▸ **OBIETTIVO**
Rispondi in base alla lettera aperta sul Parlamento riportata più avanti:
(a) A che età chi scrive si è ritrovato in Parlamento?
(b) Quale somma è arrivata sul suo conto dopo il primo mese e mezzo di attività?
(c) In quale commissione è finito?

▸ **BRANO CITATO**
━━━━━━━━
Ed è proprio questo il punto, il vero motivo per cui sto scrivendo questa lettera aperta. Mi sono messa nei panni di tutti coloro che vorrebbero sapere da noi cosa succede davvero là dentro, cosa si prova a confrontarsi ogni giorno con quella realtà rarefatta e lontana che si conosce solo grazie alla tv e ai giornali. Ebbene, mi sono chiesta come potrai spiegare in poche parole cosa significhi ritrovarsi da un giorno all’altro in Parlamento all’età di 27 anni, a stretto contatto con i politici “veri”, quelli che da decenni affollano talkshow e titoli di quotidiani. Sapete cosa vi dico? Non fa nessun effetto particolare.
Anzi, la prosaicità di ciò che vedo e vivo ogni giorno, il continuo svilimento a cui è stato soggetto un mestiere tanto nobile e importante, gli atteggiamenti boriosi e arroganti, gli episodi sconvolgenti accaduti in questi mesi, a partire dalla rielezione di Napolitano, hanno avuto su di me un effetto dissacrante e mi hanno reso incapace di figurarmi questo mestiere con l’aura di prestigio e sublimità che meriterebbe o meritò in altri tempi.
Io oggi sono consapevole della verità: senza voler generalizzare troppo, un parlamentare è poco più che una persona che ha giocato bene le sue carte, che ha avuto le conoscenze giuste, la fortuna e i soldi necessari per candidarsi in cima ad una lista, investendo tutto ed essendo consapevole che entrare in Parlamento è come vincere alla lotteria, né più né meno. Già, perché, se il potere logora, pecunia non olet, mai. Quale mestiere offre più denaro, più privilegi? Ma di questo abbiamo già abbondantemente parlato e rischiamo di risultare monocordi.
No, c’è di più! C’è qualcosa di molto più grave, qualcosa che, personalmente, mi ha colpito di più dei € 17.000 arrivati sul mio conto dopo il primo mese mezzo di attività. Non è richiesto nessun curriculum, nessun titolo, nessuna capacità particolare. Dirò di più: nella stessa misura in cui, nella vita normale, si richiedono titoli su titoli, abilitazioni, esperienza, referenze per fare qualsiasi lavoro, ugualmente in questo fantastico mondo del Parlamento nessuno è interessato a sapere di cosa ti occupi, se hai studiato o lavorato in un settore che sia perlomeno affine a quello della commissione in cui andrai a lavorare. E così capita che io, insegnante laureata e dottoranda in lettere classiche, finisca nella commissione finanze senza che questo faccia alcun tipo di scalpore. A me che mi preoccupo della mia inadeguatezza e del contributo che non posso apportare in quella Commissione, la dipendente della Camera risponde “non si preoccupi, non serve avere competenze, l’aiutiamo noi, ci sono fior fior di tecnici per questo, voi siete i parlamentari”. Io, ingenuamente, credevo che un parlamentare dovesse quantomeno conoscere l’abc della propria commissione… Invece il suo ruolo può allontanarsi molto dall’essere foriero di idee innovative o frutto di studio personale. Il suo è un banale ruolo di rappresentanza. Senza contare che, tra le miriadi di collaboratori e tecnici di cui è attorniato, difficilmente egli usa il suo ingegno anche solo per scrivere i discorsi che pronuncia in aula con l’enfasi di un novello Cicerone davanti al suo Catilina redivivo. Sarebbe auspicabile un minimo di equità e di decenza anche solo per riequilibrare l’ingiusta differenza di trattamento con il mondo reale in cui ormai sono richieste qualifiche anche per svolgere il mestiere più instabile e peggio retribuito di tutti. Così trascorre la giornata di un parlamentare italiano, tra un cornetto, un bombolone e una spremuta pagate con la stessa tesserina con cui si è abilitati a votare in aula, una tesserina magica che ti dà la sensazione di poterti concedere tutto senza spendere un euro. Tutti presenti alle votazioni martedì mercoledì e giovedì, ma non perché il lavoro è sacro, bensì perché l’assenza al momento del voto comporta una detrazione consistente dello stipendio a fine mese. Nelle commissioni e nei giorni non destinati alle votazioni le presenze si riducono sensibilmente. E guai a farlo notare in aula, si inferociscono.
━━━━━━━━
▸ **DATI FORNITI**
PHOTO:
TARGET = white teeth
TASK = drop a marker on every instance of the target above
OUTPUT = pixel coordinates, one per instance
━━━━━━━━
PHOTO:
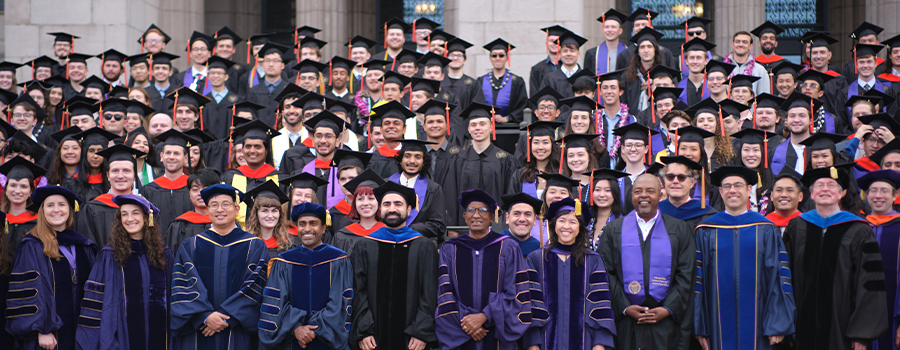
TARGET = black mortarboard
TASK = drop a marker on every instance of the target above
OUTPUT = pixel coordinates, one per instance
━━━━━━━━
▸ **SOLUZIONE**
(a) A 27 anni.
(b) € 17.000.
(c) Nella commissione finanze.